Point annotation dataset records
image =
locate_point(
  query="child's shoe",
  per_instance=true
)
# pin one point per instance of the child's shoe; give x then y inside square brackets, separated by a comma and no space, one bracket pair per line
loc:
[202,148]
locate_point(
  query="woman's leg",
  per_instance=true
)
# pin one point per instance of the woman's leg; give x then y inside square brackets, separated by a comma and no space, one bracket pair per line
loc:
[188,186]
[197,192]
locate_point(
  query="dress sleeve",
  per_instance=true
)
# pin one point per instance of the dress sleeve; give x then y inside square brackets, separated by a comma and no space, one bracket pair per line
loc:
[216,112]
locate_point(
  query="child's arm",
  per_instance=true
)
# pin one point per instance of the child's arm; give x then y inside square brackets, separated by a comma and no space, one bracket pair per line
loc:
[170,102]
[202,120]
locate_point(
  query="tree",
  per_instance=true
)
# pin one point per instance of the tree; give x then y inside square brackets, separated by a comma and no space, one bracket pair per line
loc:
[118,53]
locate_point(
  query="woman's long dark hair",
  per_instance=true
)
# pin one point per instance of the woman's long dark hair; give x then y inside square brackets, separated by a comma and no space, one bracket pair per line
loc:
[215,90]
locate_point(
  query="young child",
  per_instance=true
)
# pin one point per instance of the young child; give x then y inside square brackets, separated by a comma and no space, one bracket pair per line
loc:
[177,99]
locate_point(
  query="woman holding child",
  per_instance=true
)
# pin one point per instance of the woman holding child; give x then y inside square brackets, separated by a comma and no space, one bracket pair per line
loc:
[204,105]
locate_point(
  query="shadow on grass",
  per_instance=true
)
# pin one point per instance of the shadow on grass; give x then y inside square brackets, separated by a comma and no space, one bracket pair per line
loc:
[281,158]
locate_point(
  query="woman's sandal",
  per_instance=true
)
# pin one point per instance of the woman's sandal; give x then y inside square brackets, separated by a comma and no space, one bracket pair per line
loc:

▶ [Aim of the task]:
Output all of the data above without any alteration.

▶ [Result for this task]:
image =
locate_point(
  query="child's shoe",
  per_instance=true
)
# pin one point per instance of the child's shoe; give x then y inside square brackets, separated by a comma and no space, one bracket pair per line
loc:
[202,148]
locate_point(
  query="woman's leg",
  per_instance=true
)
# pin one point per instance of the woman's leg; give x then y inside square brackets, separated by a comma and no space, one bracket pair per line
loc:
[188,186]
[197,192]
locate_point(
  query="dress sleeve",
  per_instance=true
)
# pin one point per instance of the dress sleeve; give x then y inside square brackets, separated by a comma and no space, one bracket pair per line
loc:
[216,112]
locate_point(
  query="child's arm",
  per_instance=true
)
# pin one point per instance of the child's arm; give x then y inside square brackets, separated by a comma and no space, one bracket pair per line
loc:
[170,102]
[202,120]
locate_point(
  query="tree",
  per_instance=true
)
# pin one point per instance of the tree; give x then y inside square brackets, separated by a comma and no space, one bracket pair per line
loc:
[118,53]
locate_point(
  query="woman's long dark hair",
  per_instance=true
)
# pin one point per instance of the woman's long dark hair; give x then y inside square brackets, separated by a comma and no space, one bracket pair per line
loc:
[215,90]
locate_point(
  query="young child",
  per_instance=true
)
# pin one point per instance of the young child; give x then y inside square brackets, separated by a comma and no space, one bracket pair per line
loc:
[177,99]
locate_point(
  query="woman holding child",
  per_instance=true
)
# pin one point per instance of the woman holding child; give x then y inside square brackets, separated by a comma and no space, one bracket pair per line
loc:
[204,105]
locate_point(
  query="shadow on grass",
  per_instance=true
)
# pin one point per instance of the shadow on grass; give x then y inside square brackets, separated by a comma and no space, one bracket pair per line
loc:
[281,158]
locate_point(
  query="woman's sandal",
  per_instance=true
)
# pin one point per instance of the woman's sandal; give x then y inside square brackets, separated by a comma and no space, one bracket pair per line
loc:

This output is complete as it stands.